▶ _Exercise 1_
Copy the rows below word for word, starting with the first row and ending with the line that contains "point(248, 200)", including that line.

▶ _Passage given_
Thomas Davis implored: ‘I wish to heaven someone would attempt Irish historical fiction’ (quoted in Malcolm Brown, The Politics of Irish Literature: From Thomas Davis to WB Yeats (Allen & Unwin 1972), p.65.

George Walker, the chief villain of The Boyne Water, is form le Fanu in The Fortunes of Colonel Torlogh O’Brien: A Tale of the Wars of King James (M’Glashen 1847), ‘that holy man of Bible and bullet’. [75]

Yeats compiled an edition of Stories from Carleton (1889), celebrating in his introduction Carleton’s ‘clay-cold melancholy’ and hailing him as ‘a great Irish historian’ and ‘the great novelist of Ireland by right of the most Celtic eyes that ever gazed from under the brows of a story-teller.’ (Quoted in Robert Lee Wolff, William Carleton: Irish Peasant Novelist: A Preface to His Fiction, Garland 1980, p.3.) In 1826 Carleton had written a letter, since discovered among the papers of Sir Robert Peel, to his friend William Sisson, volunteering himself to peel as one who could demonstrate a connexion between the Emancipation Movement and terrorism; there is no evidence that Peel responded. (Cited in Wolff, op. cit. p.21. Carleton wrote publically on Emancipation: ‘The question of Emancipation is singularly mixed up with the immediate and personal interests of its most violent and outrageous supporters … a few lawyers and priests who make it the means … of raising themselves to popularity … whilst they are also stimulated by the prospect of unlimited ascendancy [conjuring] images of imaginary oppression … Oh! let not the guardian of the British Constitution give these men power!’ (21). Cahalan resuscitates the passage from autobiography cited in Flanagan (Irish Novelists, 273) which shows Carleton standing at the gates of Maynooth, rejected, saying to himself: ‘What communication could a nameless wanderer like me expect with such an establishment?’, and reminds us—after Wolff—of Carleton’s expression of the creed of conformity:’there is nothing more valuable in life than a respectable connection.’ (Wolff, 17) [79] Generally, Cahalan makes much use of Wolff’s commentary on the darker side of Carleton’s vis-a-vis with his native tradition: ‘From the mid-1820s to the mid-1830s the evidence shows, Carlton was himself a militant anti-Catholic, echoing the extreme Evangelical arguments of the time.’ (5). Carleton perversely exclaimed to Gavan Duffy in 1852, ‘may the curse of God alight doubly on Ireland and may all she has suffered be only like the entrance to paradise compared to what she may suffer (118). Carleton quarreled with the editors of the Dublin University Magazine, and began writing instead for The Nation, but never joined the new movement. Charles Gavan Duffy wrote afterwards: ‘with all his splendid equipment of brains, he was incapable of comprehending the principles and aspirations of Young Ireland.’ (Quoted in Flanagan, op. cit., p.312) [79-80]

William Carleton, ‘The Late John Banim’, The Nation (Dublin, 23 Sept 1843, pp.794-95. ‘Banim has written the best historical novels which this country has yet produced … Banim’s works, published and read in England as they wre, unquestionably produced a powerful influence over the English mind … [He] did as much to vindicate our country from falsehood and caumny as any that ever bore a pen in her defense.’ [Yet he would have done better] ‘had he been acquainted with the antiquarian and legendary lore of our country [and] fallen back upon the grander events and more glorious names’. Of Banim’s proximity to Scott’s method, he wrote, ‘there is something painful in beholding one original genius striving to tread in another’s footsteps’. [80].

▶ _Exercise 2_
In the passage on Irish historical fiction, which publication did Carleton begin writing for after he quarreled with the editors of the Dublin University Magazine?

▶ _Data supplied_
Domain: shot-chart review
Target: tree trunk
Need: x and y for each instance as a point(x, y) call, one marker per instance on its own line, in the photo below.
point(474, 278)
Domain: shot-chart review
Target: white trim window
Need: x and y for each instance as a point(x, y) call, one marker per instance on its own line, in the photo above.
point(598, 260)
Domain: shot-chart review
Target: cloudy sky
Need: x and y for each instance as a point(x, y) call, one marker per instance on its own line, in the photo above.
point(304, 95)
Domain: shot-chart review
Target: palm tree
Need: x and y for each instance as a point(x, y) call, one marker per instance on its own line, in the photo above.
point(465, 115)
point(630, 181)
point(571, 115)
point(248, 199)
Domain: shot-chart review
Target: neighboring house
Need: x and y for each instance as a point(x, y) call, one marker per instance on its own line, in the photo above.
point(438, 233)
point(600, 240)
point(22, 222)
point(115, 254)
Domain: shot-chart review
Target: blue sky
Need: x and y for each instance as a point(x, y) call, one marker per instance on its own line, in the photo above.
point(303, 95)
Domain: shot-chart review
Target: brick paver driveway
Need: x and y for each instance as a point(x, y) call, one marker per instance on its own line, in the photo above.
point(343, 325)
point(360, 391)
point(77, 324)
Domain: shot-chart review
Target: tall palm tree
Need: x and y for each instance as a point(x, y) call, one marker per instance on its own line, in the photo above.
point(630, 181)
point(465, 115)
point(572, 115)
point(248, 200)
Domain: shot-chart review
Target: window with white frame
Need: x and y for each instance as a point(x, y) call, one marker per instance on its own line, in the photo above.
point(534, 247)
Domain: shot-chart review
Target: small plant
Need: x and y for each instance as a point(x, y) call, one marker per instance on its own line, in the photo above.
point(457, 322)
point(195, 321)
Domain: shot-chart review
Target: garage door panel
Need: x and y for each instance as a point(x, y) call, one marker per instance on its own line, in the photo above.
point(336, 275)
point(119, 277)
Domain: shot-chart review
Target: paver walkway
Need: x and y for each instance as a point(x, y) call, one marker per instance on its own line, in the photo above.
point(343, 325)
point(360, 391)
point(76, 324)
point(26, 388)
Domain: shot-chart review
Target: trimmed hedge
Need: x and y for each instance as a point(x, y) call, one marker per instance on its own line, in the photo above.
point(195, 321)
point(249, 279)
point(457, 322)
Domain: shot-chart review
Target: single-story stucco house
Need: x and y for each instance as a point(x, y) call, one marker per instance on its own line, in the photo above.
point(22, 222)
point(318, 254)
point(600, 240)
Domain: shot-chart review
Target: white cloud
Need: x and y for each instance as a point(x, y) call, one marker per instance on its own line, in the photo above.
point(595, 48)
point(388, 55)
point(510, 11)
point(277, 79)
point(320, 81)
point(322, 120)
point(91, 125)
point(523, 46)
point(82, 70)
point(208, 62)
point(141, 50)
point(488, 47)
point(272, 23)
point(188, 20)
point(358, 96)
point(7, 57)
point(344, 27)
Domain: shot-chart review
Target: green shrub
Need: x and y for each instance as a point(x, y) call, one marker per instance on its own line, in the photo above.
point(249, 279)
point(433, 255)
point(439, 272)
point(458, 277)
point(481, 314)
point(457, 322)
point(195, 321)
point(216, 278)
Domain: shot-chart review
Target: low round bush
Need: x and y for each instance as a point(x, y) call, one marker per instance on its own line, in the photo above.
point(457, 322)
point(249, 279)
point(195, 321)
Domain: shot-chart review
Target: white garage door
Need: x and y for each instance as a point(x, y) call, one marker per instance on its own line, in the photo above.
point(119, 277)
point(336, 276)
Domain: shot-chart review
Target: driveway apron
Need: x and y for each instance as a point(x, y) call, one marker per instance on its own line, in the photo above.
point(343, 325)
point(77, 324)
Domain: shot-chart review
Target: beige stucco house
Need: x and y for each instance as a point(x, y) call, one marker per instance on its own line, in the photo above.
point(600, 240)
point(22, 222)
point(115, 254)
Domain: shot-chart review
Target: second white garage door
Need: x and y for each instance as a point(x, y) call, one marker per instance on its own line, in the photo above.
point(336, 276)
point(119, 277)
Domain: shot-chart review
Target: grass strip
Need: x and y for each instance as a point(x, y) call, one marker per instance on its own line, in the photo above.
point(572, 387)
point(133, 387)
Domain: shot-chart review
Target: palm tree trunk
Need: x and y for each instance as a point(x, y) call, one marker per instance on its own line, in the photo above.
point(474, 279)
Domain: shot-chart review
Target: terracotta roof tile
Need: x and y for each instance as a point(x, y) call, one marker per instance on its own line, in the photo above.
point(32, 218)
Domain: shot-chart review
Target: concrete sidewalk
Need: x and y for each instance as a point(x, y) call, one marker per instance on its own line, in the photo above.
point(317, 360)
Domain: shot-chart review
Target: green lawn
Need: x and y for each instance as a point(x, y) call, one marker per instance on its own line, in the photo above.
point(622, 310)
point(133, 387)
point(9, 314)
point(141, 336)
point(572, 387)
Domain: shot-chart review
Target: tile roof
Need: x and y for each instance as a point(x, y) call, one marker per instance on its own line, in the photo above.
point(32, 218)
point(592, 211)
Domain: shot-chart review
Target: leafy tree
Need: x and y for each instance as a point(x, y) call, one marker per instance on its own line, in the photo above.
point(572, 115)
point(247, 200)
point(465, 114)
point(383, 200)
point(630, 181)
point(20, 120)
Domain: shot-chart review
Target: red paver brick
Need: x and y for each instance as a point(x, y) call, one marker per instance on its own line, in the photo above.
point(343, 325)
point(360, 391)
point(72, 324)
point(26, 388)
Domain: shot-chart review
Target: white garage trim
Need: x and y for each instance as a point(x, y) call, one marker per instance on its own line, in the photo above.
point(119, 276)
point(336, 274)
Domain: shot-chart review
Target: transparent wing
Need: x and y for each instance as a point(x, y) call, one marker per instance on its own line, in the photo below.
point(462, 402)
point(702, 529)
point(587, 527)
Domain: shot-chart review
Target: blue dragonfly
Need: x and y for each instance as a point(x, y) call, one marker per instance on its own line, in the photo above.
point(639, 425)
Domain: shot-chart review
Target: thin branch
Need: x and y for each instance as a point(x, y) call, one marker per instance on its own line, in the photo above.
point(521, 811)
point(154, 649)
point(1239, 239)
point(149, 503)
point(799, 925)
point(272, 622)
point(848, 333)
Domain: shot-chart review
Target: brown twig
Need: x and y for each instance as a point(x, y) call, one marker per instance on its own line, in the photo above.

▶ _Worked answer 1_
Domain: shot-chart review
Target: tree trunk
Need: x and y for each instance as a point(x, y) call, one marker per instance on its own line, in the photo below.
point(474, 278)
Domain: shot-chart review
Target: white trim window
Need: x and y for each instance as a point(x, y) call, one marker per instance on its own line, in the photo above.
point(598, 260)
Domain: shot-chart review
Target: cloudy sky
Need: x and y for each instance as a point(x, y) call, one marker per instance on its own line, in the photo above.
point(304, 95)
Domain: shot-chart review
Target: palm tree
Need: x and y for each instance as a point(x, y) call, one marker per instance on its own line, in the photo above.
point(465, 115)
point(630, 181)
point(571, 115)
point(248, 199)
Domain: shot-chart review
Target: neighboring house
Need: x and y for each instance as a point(x, y) call, one marker per instance on its own line, in the photo above.
point(438, 233)
point(600, 240)
point(22, 222)
point(115, 254)
Domain: shot-chart review
Target: blue sky
Need: x and y for each instance as a point(x, y) call, one marker per instance on its own line, in the photo above.
point(303, 95)
Domain: shot-chart review
Target: brick paver driveway
Need: x and y for each instance as a point(x, y) call, one marker per instance on its own line, in the photo above.
point(343, 325)
point(360, 391)
point(77, 324)
Domain: shot-chart review
Target: tall palm tree
Need: x and y for each instance as a point(x, y) call, one marker per instance on its own line, in the photo above.
point(630, 181)
point(465, 115)
point(572, 115)
point(248, 200)

▶ _Worked answer 2_
The Nation